What to produce
Rewrite the data below as a JSON list of strings, with one string for each line and blank lines omitted.

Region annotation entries
+++
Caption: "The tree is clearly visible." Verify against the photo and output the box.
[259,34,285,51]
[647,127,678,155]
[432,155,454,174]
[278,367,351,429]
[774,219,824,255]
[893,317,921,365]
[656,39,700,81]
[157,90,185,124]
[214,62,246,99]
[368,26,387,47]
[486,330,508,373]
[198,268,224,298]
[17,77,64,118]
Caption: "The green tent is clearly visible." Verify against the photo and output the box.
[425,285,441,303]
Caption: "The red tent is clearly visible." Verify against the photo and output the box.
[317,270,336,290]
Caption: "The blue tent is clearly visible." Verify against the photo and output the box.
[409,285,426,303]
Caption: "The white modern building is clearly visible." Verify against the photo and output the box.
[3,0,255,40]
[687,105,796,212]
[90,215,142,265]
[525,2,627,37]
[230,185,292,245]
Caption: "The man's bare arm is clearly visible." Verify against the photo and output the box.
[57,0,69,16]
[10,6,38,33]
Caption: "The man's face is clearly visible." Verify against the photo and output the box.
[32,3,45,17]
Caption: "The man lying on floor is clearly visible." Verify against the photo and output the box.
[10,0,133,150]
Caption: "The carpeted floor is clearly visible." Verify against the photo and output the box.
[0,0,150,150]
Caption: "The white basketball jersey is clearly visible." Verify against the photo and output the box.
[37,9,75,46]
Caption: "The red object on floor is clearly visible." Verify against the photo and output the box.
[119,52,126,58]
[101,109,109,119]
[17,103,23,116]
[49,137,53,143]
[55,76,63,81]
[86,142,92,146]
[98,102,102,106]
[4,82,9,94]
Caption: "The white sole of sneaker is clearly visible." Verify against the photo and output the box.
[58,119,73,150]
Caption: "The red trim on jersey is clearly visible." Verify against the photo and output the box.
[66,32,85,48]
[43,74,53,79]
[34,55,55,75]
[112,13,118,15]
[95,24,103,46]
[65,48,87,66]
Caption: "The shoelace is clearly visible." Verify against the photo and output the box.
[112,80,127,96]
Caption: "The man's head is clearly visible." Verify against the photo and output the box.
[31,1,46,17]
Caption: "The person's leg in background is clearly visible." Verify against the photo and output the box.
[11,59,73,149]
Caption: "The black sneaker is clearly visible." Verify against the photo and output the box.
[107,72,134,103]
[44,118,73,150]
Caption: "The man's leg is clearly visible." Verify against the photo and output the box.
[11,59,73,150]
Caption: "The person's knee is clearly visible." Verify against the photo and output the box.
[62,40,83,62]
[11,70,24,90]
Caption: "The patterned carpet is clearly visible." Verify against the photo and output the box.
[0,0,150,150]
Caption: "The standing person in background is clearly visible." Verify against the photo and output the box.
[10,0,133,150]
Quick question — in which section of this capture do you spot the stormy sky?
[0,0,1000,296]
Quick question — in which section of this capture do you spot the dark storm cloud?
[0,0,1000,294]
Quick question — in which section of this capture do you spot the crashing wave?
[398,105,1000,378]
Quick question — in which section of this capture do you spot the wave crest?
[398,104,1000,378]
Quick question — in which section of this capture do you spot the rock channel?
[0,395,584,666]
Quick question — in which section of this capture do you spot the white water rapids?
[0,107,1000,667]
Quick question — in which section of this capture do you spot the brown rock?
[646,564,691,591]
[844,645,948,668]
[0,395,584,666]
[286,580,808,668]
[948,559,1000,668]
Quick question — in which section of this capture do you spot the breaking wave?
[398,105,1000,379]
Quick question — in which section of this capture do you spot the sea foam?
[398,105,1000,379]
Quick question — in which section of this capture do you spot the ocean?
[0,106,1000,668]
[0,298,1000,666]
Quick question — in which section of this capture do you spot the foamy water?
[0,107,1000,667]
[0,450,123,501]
+++
Finished answer
[
  "Caption: \"The tree is clearly visible.\" Verify against the photo and output the box.",
  "[259,34,285,51]",
  "[647,127,678,155]",
  "[432,155,454,174]",
  "[278,367,351,429]",
  "[774,219,824,255]",
  "[893,317,921,365]",
  "[656,39,700,81]",
  "[157,90,185,124]",
  "[214,62,246,99]",
  "[368,26,387,47]",
  "[486,330,508,373]",
  "[198,268,224,298]",
  "[17,77,64,118]",
  "Caption: \"The green tent is clearly visible.\" Verify against the photo and output the box.",
  "[425,285,441,303]",
  "Caption: \"The red tent is clearly visible.\" Verify against the photo and output the box.",
  "[317,270,336,290]",
  "Caption: \"The blue tent is clearly visible.\" Verify against the photo and output the box.",
  "[409,285,426,303]",
  "Caption: \"The white modern building is clearly visible.\" Verify against the photo and output the box.",
  "[3,0,255,40]",
  "[687,105,796,212]",
  "[90,215,142,265]",
  "[525,2,627,37]",
  "[230,185,292,245]",
  "Caption: \"The man's bare arm is clearly visible.\" Verify against the photo and output the box.",
  "[57,0,69,16]",
  "[10,6,38,33]",
  "Caption: \"The man's face is clearly visible.\" Verify against the photo and output the box.",
  "[32,3,45,17]",
  "Caption: \"The man lying on floor is clearly visible.\" Verify against the photo and output the box.",
  "[10,0,133,150]",
  "Caption: \"The carpeted floor is clearly visible.\" Verify against the photo and output the box.",
  "[0,0,150,150]",
  "Caption: \"The white basketball jersey is clearly visible.\" Verify against the photo and output the box.",
  "[37,9,75,46]",
  "Caption: \"The red object on floor is clearly visible.\" Verify against the photo and output the box.",
  "[119,52,126,58]",
  "[101,109,109,119]",
  "[17,103,23,116]",
  "[49,137,53,143]",
  "[55,76,63,81]",
  "[86,142,92,146]",
  "[98,102,102,106]",
  "[4,82,9,94]",
  "Caption: \"The white sole of sneaker is clearly visible.\" Verify against the photo and output the box.",
  "[58,119,73,150]",
  "Caption: \"The red trim on jersey is clearly visible.\" Verify against the photo and output the box.",
  "[66,32,85,48]",
  "[43,74,53,79]",
  "[34,55,55,75]",
  "[112,13,118,15]",
  "[95,24,103,46]",
  "[65,48,87,66]",
  "Caption: \"The shoelace is clearly visible.\" Verify against the photo and output the box.",
  "[112,80,127,96]",
  "Caption: \"The man's head is clearly visible.\" Verify against the photo and output the box.",
  "[31,1,46,17]",
  "Caption: \"The person's leg in background is clearly visible.\" Verify against the photo and output the box.",
  "[11,59,73,149]",
  "Caption: \"The black sneaker is clearly visible.\" Verify against the photo and output the box.",
  "[107,72,134,103]",
  "[44,118,73,150]",
  "Caption: \"The man's leg is clearly visible.\" Verify against the photo and output the box.",
  "[11,59,73,150]",
  "Caption: \"The person's knee is clearly visible.\" Verify against the photo and output the box.",
  "[62,40,83,62]",
  "[11,70,24,90]",
  "Caption: \"The patterned carpet is clearly visible.\" Verify against the photo and output the box.",
  "[0,0,150,150]",
  "Caption: \"The standing person in background is clearly visible.\" Verify against the photo and output the box.",
  "[10,0,133,150]",
  "Quick question — in which section of this capture do you spot the stormy sky?",
  "[0,0,1000,296]",
  "Quick question — in which section of this capture do you spot the dark storm cloud?",
  "[0,0,1000,294]",
  "Quick question — in which section of this capture do you spot the crashing wave?",
  "[398,105,1000,378]",
  "Quick question — in which section of this capture do you spot the wave crest?",
  "[398,104,1000,378]",
  "Quick question — in which section of this capture do you spot the rock channel?",
  "[0,395,584,666]",
  "Quick question — in which section of this capture do you spot the white water rapids?",
  "[0,107,1000,667]",
  "Quick question — in which section of this capture do you spot the brown rock?",
  "[646,564,691,591]",
  "[844,645,948,668]",
  "[0,395,584,666]",
  "[286,580,808,668]",
  "[948,559,1000,668]",
  "Quick question — in which section of this capture do you spot the breaking wave?",
  "[398,105,1000,379]",
  "Quick question — in which section of this capture do you spot the sea foam?",
  "[398,105,1000,379]",
  "Quick question — in which section of this capture do you spot the ocean?",
  "[0,106,1000,668]",
  "[0,298,1000,666]",
  "Quick question — in which section of this capture do you spot the foamy water?",
  "[0,107,1000,667]",
  "[0,450,123,501]"
]